---------- Supplied material ----------
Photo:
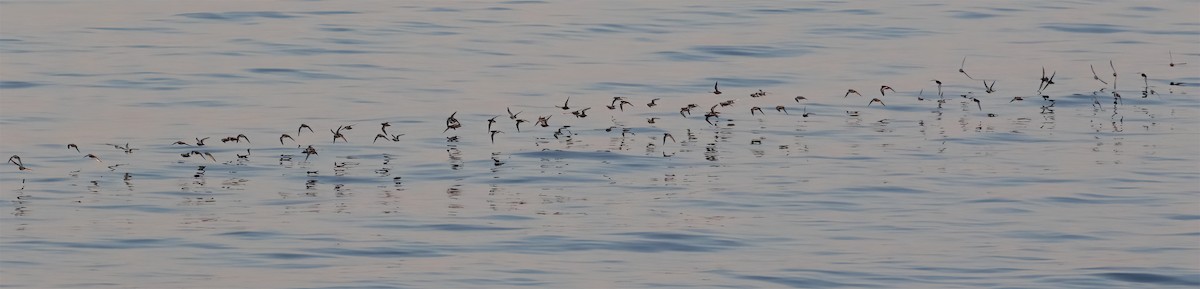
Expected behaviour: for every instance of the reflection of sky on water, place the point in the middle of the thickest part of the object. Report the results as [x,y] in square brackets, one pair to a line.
[852,196]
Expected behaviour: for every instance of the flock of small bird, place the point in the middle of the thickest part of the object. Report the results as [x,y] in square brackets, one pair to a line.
[713,115]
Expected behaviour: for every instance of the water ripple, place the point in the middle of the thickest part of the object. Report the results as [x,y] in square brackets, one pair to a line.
[10,84]
[235,16]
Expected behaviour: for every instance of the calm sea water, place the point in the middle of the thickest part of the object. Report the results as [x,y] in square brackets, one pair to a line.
[1077,190]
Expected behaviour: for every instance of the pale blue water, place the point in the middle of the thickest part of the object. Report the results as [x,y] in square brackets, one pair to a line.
[1000,193]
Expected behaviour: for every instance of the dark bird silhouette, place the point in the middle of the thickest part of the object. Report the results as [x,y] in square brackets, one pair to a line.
[337,134]
[16,160]
[303,126]
[511,115]
[490,121]
[581,113]
[451,122]
[564,107]
[623,104]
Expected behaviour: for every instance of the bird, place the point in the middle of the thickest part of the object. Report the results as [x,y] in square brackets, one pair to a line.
[303,126]
[511,115]
[339,134]
[286,137]
[581,113]
[16,160]
[564,107]
[451,122]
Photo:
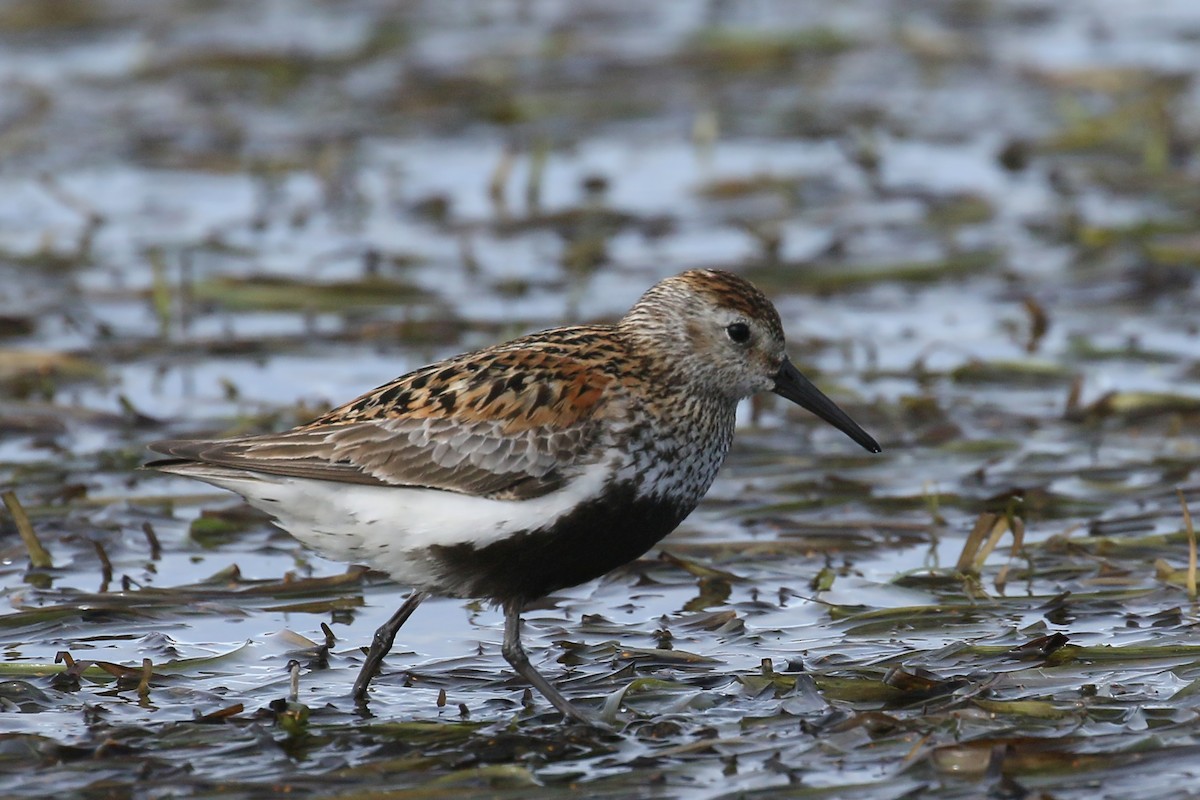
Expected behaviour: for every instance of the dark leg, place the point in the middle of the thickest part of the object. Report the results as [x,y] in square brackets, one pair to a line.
[382,643]
[516,656]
----------
Your goal –
Could you write out every line of the items above again, requests included, but increase each coordinate in the answers by 5 and omit the pictures?

Full response –
Photo:
Expected behaviour: for every instance of the reflection of sky on water, place the point in the middle of the thickest part of the object. Report the results as [x,y] in square brackets, one pair to a line.
[857,201]
Expected behaviour: for every instance of the flock of small bird, place the point in the middle of the thickest part of the object. Report the results as [x,y] in square brackets, one pair to a line.
[718,120]
Expected behaviour: for every instance of the water ripple, place the point in the middle of the thickest part of the object. Report the results as [x,y] in square brackets, one pair to a line.
[15,89]
[240,21]
Expected behaviour: for every instance of the calm sea water, place the point in the middle of the thickest part of the object. Report the results as [x,y] in square brackets, one pair to a line.
[1082,195]
Expected behaviour: for every instance of the pale blue water, place the point in the middle of the thickest part of the object. Report the results as [x,y] in square brackets, one pair to a line.
[1005,198]
Expected behaviour: for every instance of the dark bird silhouette, place the point in the middle of the thickest part of the object. Report the results as [x,y] in square brackets, one pair to a line.
[342,139]
[21,165]
[308,131]
[516,120]
[495,126]
[586,118]
[456,127]
[569,112]
[628,109]
Expected behaviour: for every instance of the bird, place the point in the middle of the thickest part of the object. Report the results as [x,y] in square brackets, one pair to a line.
[308,131]
[516,120]
[344,139]
[291,142]
[586,118]
[21,165]
[569,112]
[456,127]
Photo:
Expected behaviour: for every instance of the dark leg, place the point in the middle of the thickest part of the object. Report the results as [x,y] in square brackets, one pair to a line.
[387,648]
[521,661]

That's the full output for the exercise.